[MATERIAL PROVIDED Boundary: Start]

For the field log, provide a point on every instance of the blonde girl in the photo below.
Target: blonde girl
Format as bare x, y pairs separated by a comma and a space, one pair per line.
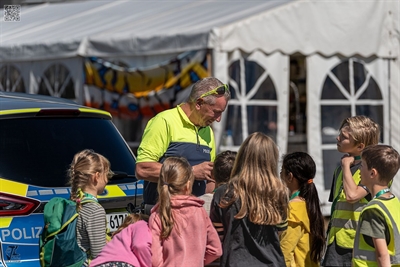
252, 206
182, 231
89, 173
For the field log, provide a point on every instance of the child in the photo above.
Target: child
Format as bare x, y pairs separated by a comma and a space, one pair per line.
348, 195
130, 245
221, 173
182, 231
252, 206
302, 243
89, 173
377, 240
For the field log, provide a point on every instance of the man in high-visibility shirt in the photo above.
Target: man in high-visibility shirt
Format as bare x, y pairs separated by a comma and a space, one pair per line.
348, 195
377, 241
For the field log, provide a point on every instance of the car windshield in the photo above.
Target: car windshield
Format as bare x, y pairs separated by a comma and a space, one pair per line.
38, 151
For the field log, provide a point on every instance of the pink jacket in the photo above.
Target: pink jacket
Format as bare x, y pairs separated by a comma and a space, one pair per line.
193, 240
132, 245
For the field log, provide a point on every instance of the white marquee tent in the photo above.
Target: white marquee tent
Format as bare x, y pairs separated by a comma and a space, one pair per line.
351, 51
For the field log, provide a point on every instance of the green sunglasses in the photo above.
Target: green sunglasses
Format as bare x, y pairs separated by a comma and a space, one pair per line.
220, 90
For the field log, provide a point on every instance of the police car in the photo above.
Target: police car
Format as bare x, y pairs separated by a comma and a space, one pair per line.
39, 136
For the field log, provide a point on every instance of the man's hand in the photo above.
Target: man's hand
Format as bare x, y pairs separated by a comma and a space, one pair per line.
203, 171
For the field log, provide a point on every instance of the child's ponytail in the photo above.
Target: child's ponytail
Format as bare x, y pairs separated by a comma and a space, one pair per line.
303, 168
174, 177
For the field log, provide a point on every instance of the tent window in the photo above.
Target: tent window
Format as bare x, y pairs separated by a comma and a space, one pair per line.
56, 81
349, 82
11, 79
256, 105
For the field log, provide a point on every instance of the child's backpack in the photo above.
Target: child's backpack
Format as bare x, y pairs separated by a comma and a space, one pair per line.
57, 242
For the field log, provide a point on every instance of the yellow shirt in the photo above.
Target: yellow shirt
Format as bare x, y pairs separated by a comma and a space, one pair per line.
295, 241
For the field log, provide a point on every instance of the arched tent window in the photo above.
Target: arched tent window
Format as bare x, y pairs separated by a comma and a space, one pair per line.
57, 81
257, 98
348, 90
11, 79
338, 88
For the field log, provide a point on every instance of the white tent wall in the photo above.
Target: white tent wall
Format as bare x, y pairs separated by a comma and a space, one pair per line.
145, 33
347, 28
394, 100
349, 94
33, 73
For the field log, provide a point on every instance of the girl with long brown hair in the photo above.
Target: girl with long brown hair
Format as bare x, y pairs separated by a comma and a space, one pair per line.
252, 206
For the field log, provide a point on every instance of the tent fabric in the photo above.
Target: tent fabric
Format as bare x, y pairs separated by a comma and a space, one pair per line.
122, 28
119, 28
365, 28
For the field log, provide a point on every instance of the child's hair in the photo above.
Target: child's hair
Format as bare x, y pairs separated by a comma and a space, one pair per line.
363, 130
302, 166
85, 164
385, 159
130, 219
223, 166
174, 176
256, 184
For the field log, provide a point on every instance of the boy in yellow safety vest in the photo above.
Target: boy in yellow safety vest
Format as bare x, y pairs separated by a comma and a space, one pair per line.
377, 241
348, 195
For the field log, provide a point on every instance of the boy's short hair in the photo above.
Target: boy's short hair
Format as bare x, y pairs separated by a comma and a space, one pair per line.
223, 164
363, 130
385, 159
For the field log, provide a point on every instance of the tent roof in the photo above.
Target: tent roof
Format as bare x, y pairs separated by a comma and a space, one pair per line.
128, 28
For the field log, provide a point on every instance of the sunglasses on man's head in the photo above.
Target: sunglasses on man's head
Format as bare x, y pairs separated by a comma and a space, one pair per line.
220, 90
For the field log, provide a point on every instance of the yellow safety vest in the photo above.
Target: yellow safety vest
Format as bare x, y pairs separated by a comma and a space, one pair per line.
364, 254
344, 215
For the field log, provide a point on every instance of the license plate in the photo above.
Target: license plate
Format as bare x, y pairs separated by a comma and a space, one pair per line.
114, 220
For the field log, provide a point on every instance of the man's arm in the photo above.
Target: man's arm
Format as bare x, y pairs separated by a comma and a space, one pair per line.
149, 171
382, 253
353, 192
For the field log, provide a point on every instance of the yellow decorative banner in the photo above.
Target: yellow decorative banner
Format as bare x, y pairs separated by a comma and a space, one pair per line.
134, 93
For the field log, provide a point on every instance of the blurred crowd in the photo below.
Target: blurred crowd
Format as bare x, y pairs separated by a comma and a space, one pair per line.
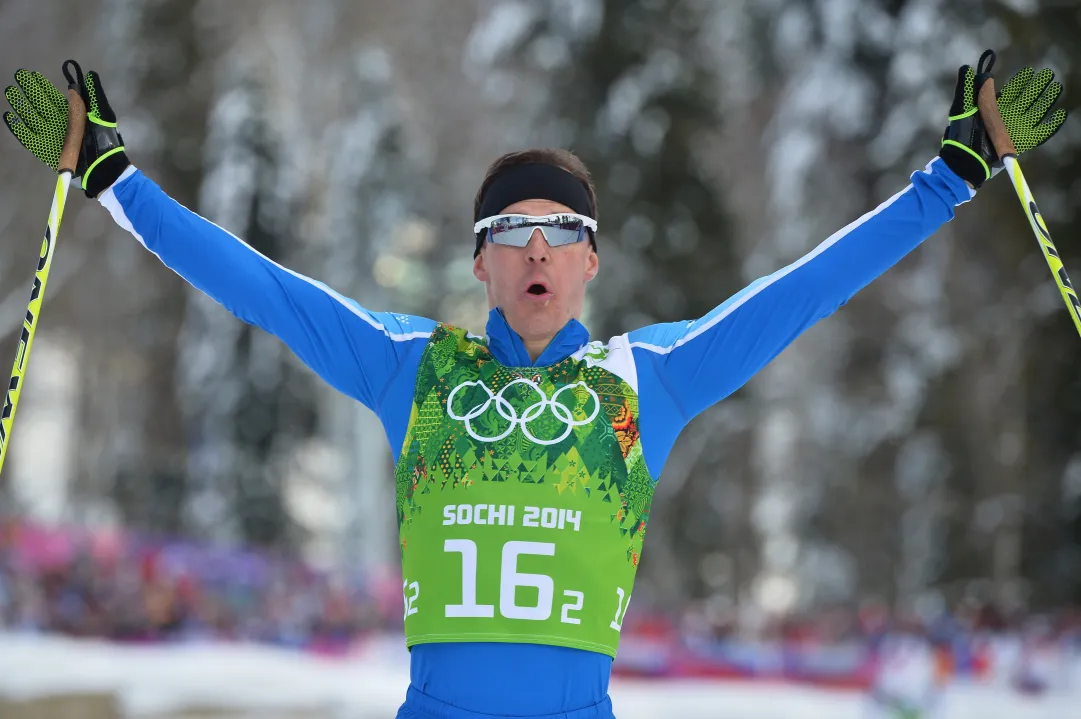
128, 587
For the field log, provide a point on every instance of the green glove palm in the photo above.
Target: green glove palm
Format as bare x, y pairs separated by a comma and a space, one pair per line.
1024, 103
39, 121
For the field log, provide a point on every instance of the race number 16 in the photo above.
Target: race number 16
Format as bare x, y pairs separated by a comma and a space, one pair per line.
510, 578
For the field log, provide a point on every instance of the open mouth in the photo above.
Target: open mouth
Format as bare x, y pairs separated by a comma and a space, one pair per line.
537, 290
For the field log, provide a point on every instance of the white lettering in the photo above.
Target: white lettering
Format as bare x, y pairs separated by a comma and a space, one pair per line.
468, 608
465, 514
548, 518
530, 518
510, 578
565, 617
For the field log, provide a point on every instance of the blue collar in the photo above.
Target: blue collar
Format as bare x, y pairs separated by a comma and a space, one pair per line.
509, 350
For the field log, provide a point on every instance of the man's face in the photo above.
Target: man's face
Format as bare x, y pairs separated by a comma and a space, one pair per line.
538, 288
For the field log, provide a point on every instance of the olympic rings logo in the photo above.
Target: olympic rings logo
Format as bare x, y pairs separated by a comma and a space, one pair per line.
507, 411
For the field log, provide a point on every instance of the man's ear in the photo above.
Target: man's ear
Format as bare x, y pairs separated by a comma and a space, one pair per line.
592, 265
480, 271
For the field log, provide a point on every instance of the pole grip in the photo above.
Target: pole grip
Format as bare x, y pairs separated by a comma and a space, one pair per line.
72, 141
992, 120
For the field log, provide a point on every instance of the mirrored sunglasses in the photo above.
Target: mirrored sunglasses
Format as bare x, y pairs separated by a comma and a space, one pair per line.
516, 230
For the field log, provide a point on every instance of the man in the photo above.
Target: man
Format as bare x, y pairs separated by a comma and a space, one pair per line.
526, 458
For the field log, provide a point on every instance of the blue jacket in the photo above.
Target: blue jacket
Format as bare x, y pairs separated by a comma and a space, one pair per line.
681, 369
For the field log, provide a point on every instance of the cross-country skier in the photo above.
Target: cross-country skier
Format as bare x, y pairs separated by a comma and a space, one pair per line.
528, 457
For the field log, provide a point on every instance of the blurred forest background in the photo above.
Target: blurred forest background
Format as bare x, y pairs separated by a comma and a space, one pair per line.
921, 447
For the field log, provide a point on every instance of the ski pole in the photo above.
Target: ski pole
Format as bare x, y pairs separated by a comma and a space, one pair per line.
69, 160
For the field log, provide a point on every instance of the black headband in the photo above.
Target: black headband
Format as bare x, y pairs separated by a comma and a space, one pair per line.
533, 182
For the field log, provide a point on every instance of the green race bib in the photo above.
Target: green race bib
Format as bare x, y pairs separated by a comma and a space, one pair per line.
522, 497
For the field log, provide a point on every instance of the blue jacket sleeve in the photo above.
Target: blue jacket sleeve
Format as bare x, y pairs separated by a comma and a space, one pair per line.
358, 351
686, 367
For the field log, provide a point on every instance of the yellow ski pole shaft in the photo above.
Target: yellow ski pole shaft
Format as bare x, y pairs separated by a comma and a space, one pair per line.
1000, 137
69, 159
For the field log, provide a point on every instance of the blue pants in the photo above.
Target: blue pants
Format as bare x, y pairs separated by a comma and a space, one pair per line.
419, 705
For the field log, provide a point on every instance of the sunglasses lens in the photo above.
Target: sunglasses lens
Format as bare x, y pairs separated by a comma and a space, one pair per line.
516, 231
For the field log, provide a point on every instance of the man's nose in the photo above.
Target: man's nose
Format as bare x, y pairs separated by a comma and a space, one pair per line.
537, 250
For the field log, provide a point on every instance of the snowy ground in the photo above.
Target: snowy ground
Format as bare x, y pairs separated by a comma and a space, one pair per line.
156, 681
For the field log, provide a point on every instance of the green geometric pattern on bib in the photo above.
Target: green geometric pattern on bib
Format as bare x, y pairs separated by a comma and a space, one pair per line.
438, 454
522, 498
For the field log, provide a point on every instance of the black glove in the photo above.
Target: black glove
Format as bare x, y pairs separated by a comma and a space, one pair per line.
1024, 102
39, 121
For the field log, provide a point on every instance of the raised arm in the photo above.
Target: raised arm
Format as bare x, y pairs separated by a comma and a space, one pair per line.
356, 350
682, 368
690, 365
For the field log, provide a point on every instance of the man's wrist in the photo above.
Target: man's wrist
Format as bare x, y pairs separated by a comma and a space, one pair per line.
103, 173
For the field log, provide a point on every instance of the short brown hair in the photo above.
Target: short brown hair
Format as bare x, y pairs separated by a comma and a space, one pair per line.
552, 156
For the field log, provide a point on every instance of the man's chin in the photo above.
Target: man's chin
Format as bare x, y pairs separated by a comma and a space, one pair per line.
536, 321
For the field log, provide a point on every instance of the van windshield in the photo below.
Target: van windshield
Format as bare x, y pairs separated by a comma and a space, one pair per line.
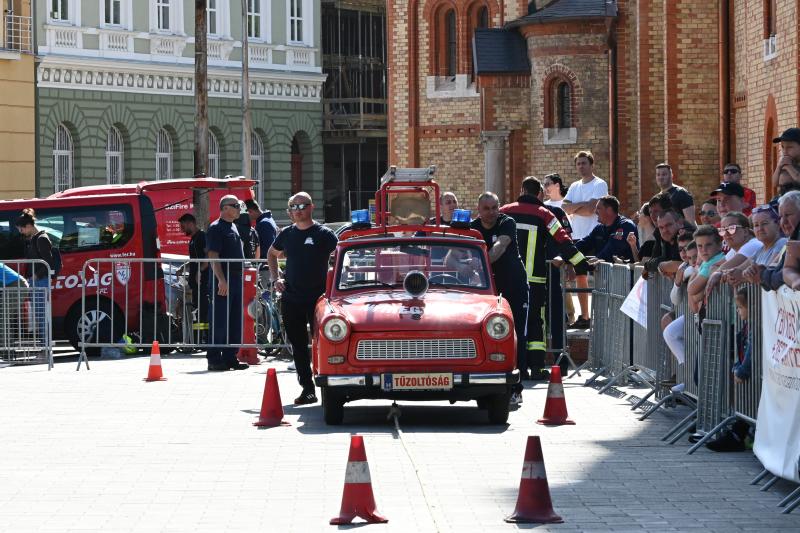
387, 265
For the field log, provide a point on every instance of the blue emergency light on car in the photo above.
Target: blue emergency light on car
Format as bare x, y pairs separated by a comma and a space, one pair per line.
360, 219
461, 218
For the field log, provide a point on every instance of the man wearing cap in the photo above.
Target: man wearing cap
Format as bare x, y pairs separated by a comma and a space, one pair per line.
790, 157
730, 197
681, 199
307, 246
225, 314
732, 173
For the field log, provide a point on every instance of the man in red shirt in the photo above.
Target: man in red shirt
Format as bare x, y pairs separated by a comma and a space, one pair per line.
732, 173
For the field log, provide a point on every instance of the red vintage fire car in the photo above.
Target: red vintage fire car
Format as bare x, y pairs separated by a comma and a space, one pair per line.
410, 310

[MATERIAL PROVIDED Boundary: End]

__PROBLEM REQUIREMENTS__
Repeat exactly the lines from the first line of the records above through the line containing "Target: white marquee tent", both included. Leave out the pictures.

__WRITTEN REPLY__
For the field log, provide a point on every instance of the blonde girl in the photo below.
Target: blonde girl
Format as bare x, y pairs separated by a comma and a space, one pair per line.
252, 206
182, 231
89, 173
For the field log, provide a point on every instance of the child in the photo above.
Target: child
Format as bare x, y pairs separated by a comma and a space, one pair per line.
348, 195
130, 245
221, 173
182, 231
252, 206
302, 243
89, 173
377, 240
For the field log, provide a point on every instance of the man in high-visibility shirt in the photo above.
Target: man in high-visibility shirt
Format as bare x, y pairs separated by a comma and a space, one pair per line.
348, 195
377, 241
For the field log, provide a point on every instance of the car windshield in the photo above.
Target: car windshield
Format as bare x, y pairs separated by a comma and a space, one pair per line.
38, 151
For the field log, provide a point on every instance of the pink jacket in the photo above.
Target: pink jacket
Format as bare x, y pairs separated by a comma and a space, one pair per line.
193, 240
132, 245
For the field log, provide a point on every instance of the white marquee tent in the photo above.
Target: white marquee tent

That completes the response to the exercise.